··· Entries supplied ···
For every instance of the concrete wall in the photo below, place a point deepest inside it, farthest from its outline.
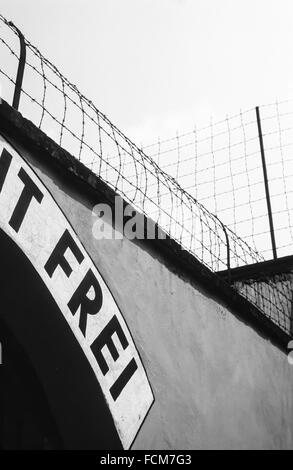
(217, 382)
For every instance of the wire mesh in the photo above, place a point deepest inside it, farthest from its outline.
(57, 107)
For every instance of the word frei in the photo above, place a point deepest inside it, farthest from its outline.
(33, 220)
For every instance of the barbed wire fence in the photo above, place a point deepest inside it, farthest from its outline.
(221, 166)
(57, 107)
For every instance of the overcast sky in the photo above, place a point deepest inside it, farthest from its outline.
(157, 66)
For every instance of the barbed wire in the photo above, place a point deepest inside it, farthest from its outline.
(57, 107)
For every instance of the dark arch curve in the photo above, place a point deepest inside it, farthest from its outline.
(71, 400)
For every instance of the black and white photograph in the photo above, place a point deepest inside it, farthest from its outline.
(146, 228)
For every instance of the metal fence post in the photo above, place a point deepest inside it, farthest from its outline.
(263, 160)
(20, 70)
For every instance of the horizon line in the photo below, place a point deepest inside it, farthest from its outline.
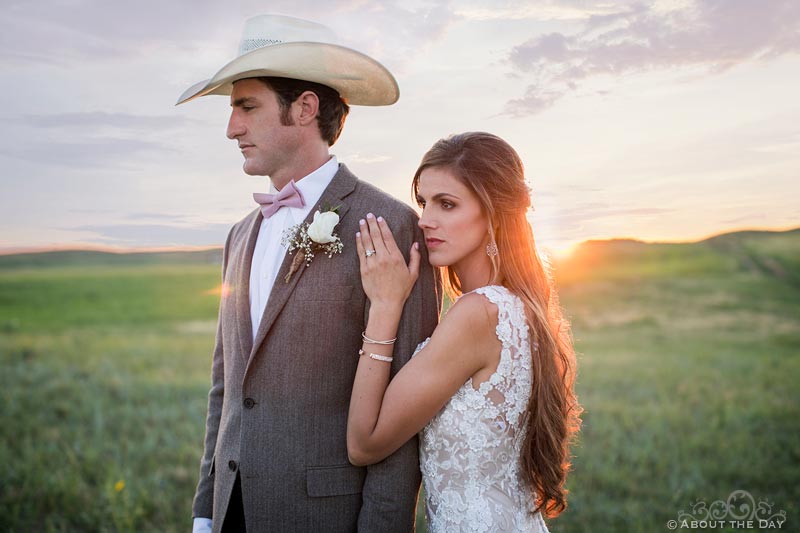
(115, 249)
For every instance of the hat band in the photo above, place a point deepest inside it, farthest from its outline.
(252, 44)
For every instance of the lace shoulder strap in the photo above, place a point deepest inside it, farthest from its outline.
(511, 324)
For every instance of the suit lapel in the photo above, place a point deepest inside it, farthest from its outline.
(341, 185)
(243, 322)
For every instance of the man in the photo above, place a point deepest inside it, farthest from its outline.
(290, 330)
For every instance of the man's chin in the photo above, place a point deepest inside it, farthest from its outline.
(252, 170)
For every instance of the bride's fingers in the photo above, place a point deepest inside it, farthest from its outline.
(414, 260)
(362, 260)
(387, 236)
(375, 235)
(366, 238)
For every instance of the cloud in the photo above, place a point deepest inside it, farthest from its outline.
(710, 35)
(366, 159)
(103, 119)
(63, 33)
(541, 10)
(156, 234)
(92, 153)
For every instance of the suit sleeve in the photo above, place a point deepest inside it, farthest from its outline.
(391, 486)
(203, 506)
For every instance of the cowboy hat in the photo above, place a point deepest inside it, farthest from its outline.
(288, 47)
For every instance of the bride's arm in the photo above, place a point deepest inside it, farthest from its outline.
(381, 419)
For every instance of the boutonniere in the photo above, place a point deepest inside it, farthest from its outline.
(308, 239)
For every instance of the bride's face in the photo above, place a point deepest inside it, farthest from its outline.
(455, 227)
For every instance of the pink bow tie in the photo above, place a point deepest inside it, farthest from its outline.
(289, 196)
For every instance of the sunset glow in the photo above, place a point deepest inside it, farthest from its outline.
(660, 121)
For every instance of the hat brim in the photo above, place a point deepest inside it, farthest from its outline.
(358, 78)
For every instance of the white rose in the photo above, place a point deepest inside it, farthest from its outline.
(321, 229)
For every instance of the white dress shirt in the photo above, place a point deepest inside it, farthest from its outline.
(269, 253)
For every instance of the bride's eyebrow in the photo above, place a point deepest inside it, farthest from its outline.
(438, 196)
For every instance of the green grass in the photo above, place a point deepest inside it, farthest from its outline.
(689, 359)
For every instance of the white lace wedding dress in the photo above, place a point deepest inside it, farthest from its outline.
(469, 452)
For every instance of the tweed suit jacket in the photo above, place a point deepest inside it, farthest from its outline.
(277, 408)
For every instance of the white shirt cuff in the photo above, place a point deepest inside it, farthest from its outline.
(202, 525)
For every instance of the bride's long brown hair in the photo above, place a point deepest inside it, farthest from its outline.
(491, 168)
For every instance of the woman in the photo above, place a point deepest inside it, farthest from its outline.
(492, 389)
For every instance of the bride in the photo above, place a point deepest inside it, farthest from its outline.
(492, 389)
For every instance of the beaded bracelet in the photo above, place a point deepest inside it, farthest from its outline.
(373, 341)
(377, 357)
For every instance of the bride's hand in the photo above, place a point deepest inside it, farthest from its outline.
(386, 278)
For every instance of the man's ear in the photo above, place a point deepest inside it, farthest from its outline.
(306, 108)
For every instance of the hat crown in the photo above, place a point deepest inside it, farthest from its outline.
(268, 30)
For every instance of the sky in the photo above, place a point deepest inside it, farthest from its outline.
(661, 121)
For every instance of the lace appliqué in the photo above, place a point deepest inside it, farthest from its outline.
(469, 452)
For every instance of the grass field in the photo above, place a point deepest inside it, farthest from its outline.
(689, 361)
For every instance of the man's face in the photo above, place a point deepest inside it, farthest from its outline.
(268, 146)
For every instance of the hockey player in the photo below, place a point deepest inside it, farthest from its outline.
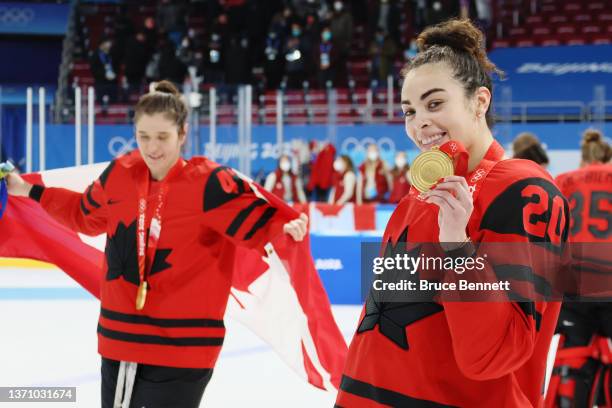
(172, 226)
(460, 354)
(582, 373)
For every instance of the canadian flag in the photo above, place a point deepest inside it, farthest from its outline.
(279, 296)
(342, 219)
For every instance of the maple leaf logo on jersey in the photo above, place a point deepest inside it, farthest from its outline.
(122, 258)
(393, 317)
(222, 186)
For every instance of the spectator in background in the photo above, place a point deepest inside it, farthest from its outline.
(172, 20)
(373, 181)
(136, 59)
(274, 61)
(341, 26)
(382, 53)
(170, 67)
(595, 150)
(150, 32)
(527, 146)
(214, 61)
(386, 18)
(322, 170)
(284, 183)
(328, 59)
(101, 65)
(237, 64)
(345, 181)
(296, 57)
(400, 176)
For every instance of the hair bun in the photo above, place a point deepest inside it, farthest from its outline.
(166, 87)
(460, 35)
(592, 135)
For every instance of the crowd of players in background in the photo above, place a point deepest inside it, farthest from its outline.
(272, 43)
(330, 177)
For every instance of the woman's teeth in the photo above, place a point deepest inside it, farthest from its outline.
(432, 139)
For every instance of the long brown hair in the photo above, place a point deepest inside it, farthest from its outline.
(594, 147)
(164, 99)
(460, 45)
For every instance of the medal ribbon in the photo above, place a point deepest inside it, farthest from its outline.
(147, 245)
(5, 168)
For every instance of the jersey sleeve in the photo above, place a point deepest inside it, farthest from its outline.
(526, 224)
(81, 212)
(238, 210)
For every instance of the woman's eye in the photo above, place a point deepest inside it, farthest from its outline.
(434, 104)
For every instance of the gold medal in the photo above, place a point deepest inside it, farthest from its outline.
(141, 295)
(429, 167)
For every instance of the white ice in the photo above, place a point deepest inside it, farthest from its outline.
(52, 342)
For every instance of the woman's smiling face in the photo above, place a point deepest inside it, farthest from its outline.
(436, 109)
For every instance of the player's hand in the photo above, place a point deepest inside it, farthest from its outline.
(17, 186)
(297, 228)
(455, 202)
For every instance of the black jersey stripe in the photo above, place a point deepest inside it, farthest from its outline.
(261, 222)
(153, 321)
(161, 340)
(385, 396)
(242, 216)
···
§ Problem to work on: Write out the entries again, exactly as given, skipping any images.

§ Finished task:
For every instance of the concrete wall in the photo below, place a point deepest inside it, farthest from its outline.
(217, 382)
For every instance of the wire mesh in the photo above, place a point deepest inside it, farthest from its outline.
(57, 107)
For every instance of the word frei in the photo above, place a point deepest inside it, farthest from its outline.
(33, 220)
For every instance of the barbed wire fence in the photo above, place a point deepest inside it, farthest from its outline.
(221, 166)
(57, 107)
For every instance of the overcast sky in the photo above, place a point deepest inside it, farthest from its outline.
(157, 66)
For every instance of the barbed wire in the photo above, place a point deepest inside it, farthest from its outline.
(57, 107)
For every instance of the dark arch curve in the photo above, place a point deepest inside it, farthest from its outline.
(71, 400)
For every instance of the black and white photograph in the photo above, place a point deepest inside it, farthest from its outline.
(146, 228)
For every instance of the metal fence post in the photo above, place a point deepest inside it, farthest from its outline.
(263, 160)
(20, 70)
For every instance of the horizon line in the photo below, place a point deepest inside it, farthest from its outline.
(115, 249)
For every instance of the hat band in the photo above, place a point deepest inside it, farthest from its outline.
(252, 44)
For every instance of the lace shoulder strap in the photo above, place a point deepest inside it, farthest from its outline.
(511, 324)
For every instance of the suit lapel in the photo above, place a point deepest inside it, farthest from its outline.
(341, 185)
(243, 322)
For every instance of the man in the photo above, place a point deepest inside it, farthest from its outline.
(290, 330)
For every instance of the man's chin in the photo above, place a point deepest inside it, farthest from its outline.
(252, 170)
For every instance of the bride's fingers in the photo above, place a point deepest inside it, farthest from its outline.
(414, 260)
(362, 260)
(387, 236)
(375, 235)
(366, 238)
For every instance of the cloud in the photo above, place a point deepest inside it, farthest from its outline.
(710, 35)
(366, 159)
(103, 119)
(63, 33)
(541, 10)
(156, 234)
(92, 153)
For every instance of the suit sleeve in the photo above, place a point deepest inside it, farthest from its outline.
(391, 486)
(203, 506)
For every instance of the cowboy hat in the photo above, place a point deepest inside it, farthest from its outline.
(288, 47)
For every instance of the bride's arm in the photo above, place a point deepest inside it, farthest from its outline.
(381, 419)
For every instance of the boutonniere in the photo above, place a point deepest inside it, farthest from its outline.
(308, 239)
For every instance of the bride's face in the photo above, place a point deepest inside it, farthest from its outline.
(455, 227)
For every instance of the pink bow tie in the photo above, place a point deepest inside it, farthest from its outline.
(289, 196)
For every instance of the sunset glow in the photo above, place a point deepest inside it, farthest from its outline.
(660, 121)
For every instance of the hat brim in the photo above, place a point deepest inside it, farthest from its outline.
(358, 78)
For every instance of the white rose in the photo above, place a point deepest inside it, farthest from its outline.
(321, 229)
For every instance of the white dress shirt in the photo above, place a point deepest inside it, farthest from its outline.
(269, 253)
For every instance of the bride's eyebrow in the photo above, place a point deepest inside it, farthest from its outline.
(438, 196)
For every instance of the green grass in the photo above, place a point deepest inside it, farthest from its outline.
(689, 359)
For every instance of the white lace wedding dress in the photo above, place a point deepest inside it, farthest from its outline.
(469, 452)
For every instance of the tweed suit jacket in the photo above, place a point deepest inside it, farthest from its outline.
(277, 408)
For every instance of the white shirt cuff in the photo above, place a point deepest inside it, farthest from its outline.
(202, 525)
For every instance of the bride's long brown hair in the photo above, place a point deepest inside it, farthest from its outline.
(491, 168)
For every instance of the woman in the photo above, place a point deepest inside it, farthest from its outline.
(492, 389)
For every instance of the bride in the photo above, place a point deepest inside it, farthest from its outline.
(492, 389)
For every instance of the beaded bracelet in the photo above, place a point deepest inside it, farthest from its outline.
(373, 341)
(377, 357)
For every instance of the bride's hand in the photo above, place a point deepest inside it, farthest from its outline.
(386, 278)
For every instance of the man's ear in the photo above, place a point deepest inside it, farthest from its outline.
(306, 108)
For every instance of the hat crown in the photo above, place a point deepest inside it, farthest from its outline.
(268, 30)
For every instance of the sky in the photo above, place a point deepest inside it, farthest from its outline.
(661, 121)
For every instance of the lace appliqué in the photo above, place a point deepest inside it, farthest from its outline.
(469, 452)
For every instance of the grass field in the photo above, place a point deepest inside it, farthest from its outline.
(689, 361)
For every instance of the man's face in the photo above, place a point deepest inside it, farthest from its outline.
(268, 146)
For every instance of the hockey player in the photo below, place a point deepest inside it, farthest from its outline.
(172, 226)
(460, 354)
(582, 373)
For every instance of the canadian flag in the photo above, place a point deepest inside it, farthest from its outline.
(279, 296)
(342, 219)
For every instance of the maple leaf logo on jersey in the photo above, place a point deepest inside it, farthest from its outline.
(122, 258)
(393, 317)
(222, 186)
For every instance of the spectator in background in the photo above, place a point deepest inside it, farthest from its outline.
(172, 20)
(373, 181)
(136, 59)
(274, 61)
(341, 26)
(382, 53)
(170, 67)
(595, 150)
(150, 32)
(527, 146)
(214, 61)
(386, 18)
(322, 170)
(284, 183)
(328, 59)
(101, 65)
(237, 64)
(345, 181)
(296, 57)
(400, 176)
For every instance of the hair bun in the photo above, place a point deepest inside it, farthest from its outline.
(166, 87)
(460, 35)
(592, 135)
For every instance of the crowd of players in background in the photo above, place a point deepest inside it, farthest from its outline.
(272, 43)
(330, 177)
For every instance of the woman's teeth in the photo above, place a point deepest inside it, farthest from its outline.
(432, 139)
For every instance of the long brown hair in the photo above, place a point deepest inside it, farthest from its outline.
(594, 147)
(164, 99)
(460, 45)
For every instance of the medal ribbon in the photo above, place a point deepest inside it, farthest from its outline.
(147, 245)
(5, 168)
For every instance of the jersey sleeve in the photo above, place a point deepest inside it, farthest from its outline.
(526, 224)
(81, 212)
(238, 210)
For every instance of the woman's eye in the photo above, place a point deepest inside it, farthest from its outline.
(434, 104)
For every instance of the gold medal in the photo above, place a point deepest inside it, farthest from its outline.
(141, 295)
(429, 167)
For every instance of the white ice in the photo above, place a point deepest inside it, farthest from its outline.
(52, 342)
For every instance of the woman's smiling face in the photo above, place a point deepest inside it, farthest from its outline.
(436, 109)
For every instance of the player's hand in the photo above, place a point deepest inside it, farthest from its outline.
(17, 186)
(297, 228)
(455, 202)
For every instance of the black jersey stripe in the photo above, place a point deepest inside it, farthest from its outline.
(261, 222)
(153, 321)
(161, 340)
(385, 396)
(242, 216)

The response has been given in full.